__WHAT TO WORK ON__:
All of the data must be printed exactly; please include every line.

__ENTRIES SHOWN__:
============

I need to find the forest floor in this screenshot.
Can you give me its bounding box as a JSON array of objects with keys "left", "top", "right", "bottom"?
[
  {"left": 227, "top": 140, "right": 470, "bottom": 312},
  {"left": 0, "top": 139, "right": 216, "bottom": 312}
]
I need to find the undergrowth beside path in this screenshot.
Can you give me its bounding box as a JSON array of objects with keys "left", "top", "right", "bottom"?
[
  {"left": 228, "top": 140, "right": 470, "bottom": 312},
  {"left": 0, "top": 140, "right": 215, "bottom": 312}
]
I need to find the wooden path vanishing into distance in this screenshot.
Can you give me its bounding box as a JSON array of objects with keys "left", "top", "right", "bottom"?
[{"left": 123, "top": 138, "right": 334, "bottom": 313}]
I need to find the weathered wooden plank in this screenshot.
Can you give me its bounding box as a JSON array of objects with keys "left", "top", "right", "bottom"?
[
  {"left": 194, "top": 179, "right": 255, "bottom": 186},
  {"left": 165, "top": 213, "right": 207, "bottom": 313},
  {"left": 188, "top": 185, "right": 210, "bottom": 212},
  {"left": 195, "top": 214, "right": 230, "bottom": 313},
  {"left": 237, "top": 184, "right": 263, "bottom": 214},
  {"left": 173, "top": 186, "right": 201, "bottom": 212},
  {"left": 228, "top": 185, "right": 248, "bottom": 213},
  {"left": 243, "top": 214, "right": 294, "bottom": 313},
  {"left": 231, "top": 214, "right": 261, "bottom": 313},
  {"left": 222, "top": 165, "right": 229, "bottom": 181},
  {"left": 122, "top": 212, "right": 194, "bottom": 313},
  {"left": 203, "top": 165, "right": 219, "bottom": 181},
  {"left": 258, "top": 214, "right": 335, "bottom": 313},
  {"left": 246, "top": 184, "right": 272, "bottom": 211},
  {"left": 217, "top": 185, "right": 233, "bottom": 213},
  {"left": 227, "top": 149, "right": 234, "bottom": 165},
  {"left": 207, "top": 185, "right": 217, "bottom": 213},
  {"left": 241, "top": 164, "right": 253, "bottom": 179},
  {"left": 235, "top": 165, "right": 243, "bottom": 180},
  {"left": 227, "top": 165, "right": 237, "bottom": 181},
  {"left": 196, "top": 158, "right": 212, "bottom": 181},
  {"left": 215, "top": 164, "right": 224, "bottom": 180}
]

============

__TASK SOLUTION__:
I need to find the forest floor in this screenshot.
Can you give me its bounding box as a JSON array of objects with keys "left", "top", "right", "bottom"?
[
  {"left": 227, "top": 140, "right": 470, "bottom": 312},
  {"left": 0, "top": 139, "right": 216, "bottom": 312}
]
I need to find the undergrowth beside path in this screenshot.
Can you give me its bounding box as a JSON array of objects with keys "left", "top", "right", "bottom"?
[
  {"left": 228, "top": 140, "right": 470, "bottom": 312},
  {"left": 0, "top": 140, "right": 215, "bottom": 312}
]
I need to find the wooden path vanishing into distance in this screenshot.
Can you give me its bounding box as a JSON array of objects with keys "left", "top", "right", "bottom"?
[{"left": 123, "top": 138, "right": 334, "bottom": 313}]
I need to find the weathered wooden plank in this screenshot.
Can you give me its bounding box as a JSON array of objects with keys "left", "top", "right", "bottom"?
[
  {"left": 194, "top": 179, "right": 255, "bottom": 186},
  {"left": 165, "top": 213, "right": 207, "bottom": 313},
  {"left": 188, "top": 185, "right": 210, "bottom": 212},
  {"left": 195, "top": 214, "right": 230, "bottom": 313},
  {"left": 237, "top": 184, "right": 263, "bottom": 214},
  {"left": 173, "top": 186, "right": 201, "bottom": 212},
  {"left": 228, "top": 185, "right": 248, "bottom": 213},
  {"left": 243, "top": 214, "right": 294, "bottom": 313},
  {"left": 231, "top": 214, "right": 261, "bottom": 313},
  {"left": 222, "top": 165, "right": 229, "bottom": 181},
  {"left": 122, "top": 212, "right": 194, "bottom": 313},
  {"left": 203, "top": 165, "right": 219, "bottom": 181},
  {"left": 258, "top": 214, "right": 335, "bottom": 313},
  {"left": 246, "top": 184, "right": 272, "bottom": 211},
  {"left": 217, "top": 185, "right": 233, "bottom": 213},
  {"left": 227, "top": 149, "right": 234, "bottom": 165},
  {"left": 207, "top": 185, "right": 217, "bottom": 213},
  {"left": 241, "top": 164, "right": 253, "bottom": 179},
  {"left": 235, "top": 165, "right": 243, "bottom": 180},
  {"left": 227, "top": 165, "right": 237, "bottom": 181},
  {"left": 196, "top": 158, "right": 212, "bottom": 181},
  {"left": 215, "top": 164, "right": 224, "bottom": 180}
]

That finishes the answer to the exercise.